* _Problem to solve_
Omitting any pictures, transcribe the entries below exactly.

* _Materials provided_
######

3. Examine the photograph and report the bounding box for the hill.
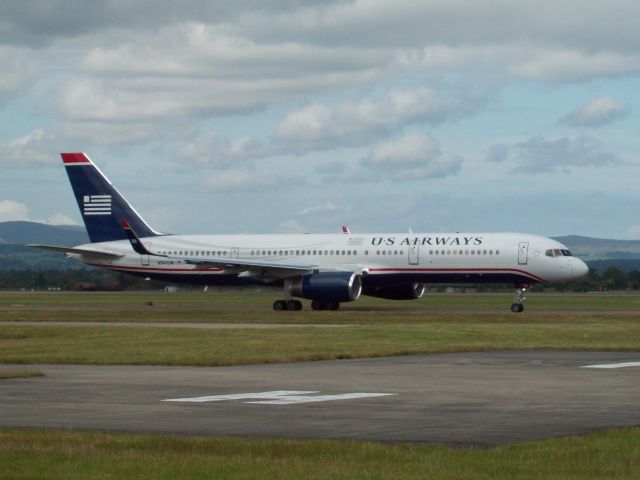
[0,221,90,270]
[554,235,640,260]
[0,221,88,246]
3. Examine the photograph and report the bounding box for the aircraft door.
[408,244,420,265]
[518,242,529,265]
[231,247,239,259]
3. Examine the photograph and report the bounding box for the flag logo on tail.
[83,195,112,216]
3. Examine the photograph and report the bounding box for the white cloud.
[275,218,306,233]
[0,46,37,102]
[362,132,463,181]
[0,130,60,168]
[45,213,79,226]
[0,200,30,222]
[0,200,78,225]
[561,96,630,127]
[485,135,621,173]
[171,131,269,171]
[511,49,640,82]
[276,87,468,151]
[627,225,640,240]
[201,169,279,192]
[300,203,348,216]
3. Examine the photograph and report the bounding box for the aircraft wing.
[119,218,317,278]
[26,244,124,259]
[182,257,318,277]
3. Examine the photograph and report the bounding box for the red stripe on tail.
[61,152,91,164]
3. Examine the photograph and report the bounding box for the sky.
[1,0,639,239]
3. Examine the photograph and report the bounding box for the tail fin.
[62,152,162,243]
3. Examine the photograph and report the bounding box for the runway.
[1,351,639,447]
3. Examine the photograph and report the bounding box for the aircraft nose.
[574,259,589,278]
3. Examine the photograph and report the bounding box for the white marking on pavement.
[163,390,397,405]
[580,361,640,369]
[247,393,396,405]
[163,391,316,403]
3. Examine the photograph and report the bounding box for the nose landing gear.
[511,286,528,313]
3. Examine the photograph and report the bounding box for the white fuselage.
[69,231,589,287]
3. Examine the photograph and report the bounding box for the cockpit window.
[546,248,574,258]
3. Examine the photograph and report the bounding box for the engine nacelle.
[289,272,362,302]
[363,282,426,300]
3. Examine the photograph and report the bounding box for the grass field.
[3,289,640,314]
[1,291,639,478]
[1,428,639,480]
[1,291,639,366]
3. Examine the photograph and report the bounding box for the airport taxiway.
[1,351,639,446]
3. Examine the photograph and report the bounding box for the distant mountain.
[553,235,640,261]
[0,221,90,271]
[0,221,88,246]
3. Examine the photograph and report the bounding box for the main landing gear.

######

* _Written reply_
3. Examine the photograph and report the bounding box for the hill.
[0,221,90,270]
[554,235,640,260]
[0,221,88,246]
3. Examine the photograph and report the bounding box for the aircraft door.
[408,244,420,265]
[518,242,529,265]
[231,247,239,259]
3. Examine the photograph and report the bounding box for the flag logo on tail.
[83,195,112,216]
3. Examine the photograph and report the bounding box for the white cloud.
[275,218,306,233]
[0,46,37,102]
[362,132,463,181]
[0,130,60,168]
[45,213,79,226]
[0,200,30,222]
[0,200,78,225]
[561,96,630,127]
[485,135,621,173]
[171,131,269,171]
[511,49,640,82]
[276,87,468,151]
[627,225,640,240]
[201,169,279,192]
[300,203,348,216]
3. Examine the photograph and report the bounding box for the aircraft wing.
[119,218,317,278]
[26,244,124,259]
[182,257,318,277]
3. Examine the photograph and report the bounding box for the red stripe on tail.
[61,152,91,164]
3. Examine the photograph and report the bounding box for the sky.
[1,0,639,239]
3. Examine the photograph and report the bounding box for the tail fin.
[62,152,162,243]
3. Examine the photograph and report the bounding box for the runway.
[1,351,639,447]
3. Examine the photograph and report the bounding box for the aircraft nose.
[574,259,589,278]
3. Examine the photograph and report the bounding box for the white marking on pavement.
[163,390,397,405]
[580,361,640,369]
[247,393,396,405]
[163,391,316,403]
3. Examine the photograph and report the bounding box for the nose landing gear.
[511,286,528,313]
3. Examine the photograph and report the bounding box for the white fuselage.
[69,231,589,287]
3. Examine the photograph and report the bounding box for the cockpit window.
[546,248,574,258]
3. Examine the photograph and report the bounding box for the engine nacelle.
[289,272,362,302]
[363,282,426,300]
3. Examine the photograph and report the bounding box for the grass field.
[3,289,640,314]
[1,291,639,478]
[1,428,639,480]
[1,291,639,366]
3. Examine the photograph and report the bounding box for the airport taxiway.
[1,351,639,446]
3. Examine the photograph and report the bounding box for the distant mountain.
[553,235,640,261]
[0,221,90,271]
[0,221,88,246]
3. Examine the photograph and report the bounding box for the main landing gear.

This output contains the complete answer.